■ **GIVEN INFORMATION**
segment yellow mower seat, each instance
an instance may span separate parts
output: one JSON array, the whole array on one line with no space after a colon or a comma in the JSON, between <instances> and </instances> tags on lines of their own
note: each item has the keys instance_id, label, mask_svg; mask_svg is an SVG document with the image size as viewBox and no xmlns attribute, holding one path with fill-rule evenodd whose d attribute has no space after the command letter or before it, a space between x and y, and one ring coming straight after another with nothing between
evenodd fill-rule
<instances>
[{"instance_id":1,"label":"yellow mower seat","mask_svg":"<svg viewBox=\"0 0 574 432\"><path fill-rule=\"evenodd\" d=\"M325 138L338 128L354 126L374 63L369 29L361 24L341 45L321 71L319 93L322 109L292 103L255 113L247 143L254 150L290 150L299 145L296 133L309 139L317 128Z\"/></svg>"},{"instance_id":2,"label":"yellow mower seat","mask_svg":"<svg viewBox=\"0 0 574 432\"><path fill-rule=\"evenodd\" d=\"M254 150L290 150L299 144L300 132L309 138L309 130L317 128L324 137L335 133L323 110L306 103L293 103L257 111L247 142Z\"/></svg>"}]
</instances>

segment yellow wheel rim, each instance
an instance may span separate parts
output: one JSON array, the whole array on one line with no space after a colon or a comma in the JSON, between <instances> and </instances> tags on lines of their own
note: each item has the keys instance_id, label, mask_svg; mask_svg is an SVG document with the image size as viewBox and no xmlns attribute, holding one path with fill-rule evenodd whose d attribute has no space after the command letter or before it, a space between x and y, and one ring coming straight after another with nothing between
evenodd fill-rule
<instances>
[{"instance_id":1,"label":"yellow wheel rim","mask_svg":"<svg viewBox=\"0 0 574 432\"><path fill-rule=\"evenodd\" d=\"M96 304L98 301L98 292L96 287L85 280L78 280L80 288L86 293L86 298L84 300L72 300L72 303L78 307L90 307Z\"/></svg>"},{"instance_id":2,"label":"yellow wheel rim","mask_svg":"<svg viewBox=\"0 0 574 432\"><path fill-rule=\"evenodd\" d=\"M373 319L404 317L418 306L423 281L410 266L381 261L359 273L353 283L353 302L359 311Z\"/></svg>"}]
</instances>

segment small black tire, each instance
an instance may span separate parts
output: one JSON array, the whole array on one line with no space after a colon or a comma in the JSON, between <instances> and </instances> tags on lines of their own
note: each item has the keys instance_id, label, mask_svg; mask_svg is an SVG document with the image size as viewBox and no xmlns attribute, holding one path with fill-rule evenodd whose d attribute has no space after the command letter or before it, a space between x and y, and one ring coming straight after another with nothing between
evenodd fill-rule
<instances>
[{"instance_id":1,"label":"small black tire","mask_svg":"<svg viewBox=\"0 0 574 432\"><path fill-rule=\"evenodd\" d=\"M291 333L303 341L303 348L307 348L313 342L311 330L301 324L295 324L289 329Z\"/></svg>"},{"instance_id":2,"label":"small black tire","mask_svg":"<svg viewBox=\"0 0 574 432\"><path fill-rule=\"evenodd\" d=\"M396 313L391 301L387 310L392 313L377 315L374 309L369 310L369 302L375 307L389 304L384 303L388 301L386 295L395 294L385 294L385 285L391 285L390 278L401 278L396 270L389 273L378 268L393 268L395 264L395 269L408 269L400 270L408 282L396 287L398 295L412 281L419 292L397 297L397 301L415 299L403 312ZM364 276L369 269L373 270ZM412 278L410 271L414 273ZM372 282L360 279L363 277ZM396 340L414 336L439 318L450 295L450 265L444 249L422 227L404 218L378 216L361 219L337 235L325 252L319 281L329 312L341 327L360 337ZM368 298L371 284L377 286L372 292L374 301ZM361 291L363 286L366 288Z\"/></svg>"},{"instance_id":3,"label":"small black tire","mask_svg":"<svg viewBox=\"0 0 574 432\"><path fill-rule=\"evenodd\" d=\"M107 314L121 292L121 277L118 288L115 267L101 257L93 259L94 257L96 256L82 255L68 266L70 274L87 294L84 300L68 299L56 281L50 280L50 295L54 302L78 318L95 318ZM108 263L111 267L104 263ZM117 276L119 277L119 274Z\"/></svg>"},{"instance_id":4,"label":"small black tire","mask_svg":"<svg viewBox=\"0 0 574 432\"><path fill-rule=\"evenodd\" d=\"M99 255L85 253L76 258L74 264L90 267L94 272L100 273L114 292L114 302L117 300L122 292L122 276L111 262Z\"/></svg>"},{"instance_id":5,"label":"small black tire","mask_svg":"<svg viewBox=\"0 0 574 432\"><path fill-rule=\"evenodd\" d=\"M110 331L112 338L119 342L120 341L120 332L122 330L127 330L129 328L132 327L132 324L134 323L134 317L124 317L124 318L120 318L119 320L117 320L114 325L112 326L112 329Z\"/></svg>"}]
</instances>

■ **WHAT YOU SHOULD DO**
Collect every line of the data above that contains the word "mower", and copy each one in full.

■ **RESPONSE**
segment yellow mower seat, each instance
[{"instance_id":1,"label":"yellow mower seat","mask_svg":"<svg viewBox=\"0 0 574 432\"><path fill-rule=\"evenodd\" d=\"M325 138L338 128L354 126L374 63L369 29L361 24L341 45L321 71L319 93L322 109L292 103L255 113L247 143L254 150L290 150L299 145L296 133L309 139L317 128Z\"/></svg>"},{"instance_id":2,"label":"yellow mower seat","mask_svg":"<svg viewBox=\"0 0 574 432\"><path fill-rule=\"evenodd\" d=\"M254 150L290 150L299 144L300 132L309 138L309 130L317 128L324 137L335 133L323 110L306 103L293 103L257 111L247 142Z\"/></svg>"}]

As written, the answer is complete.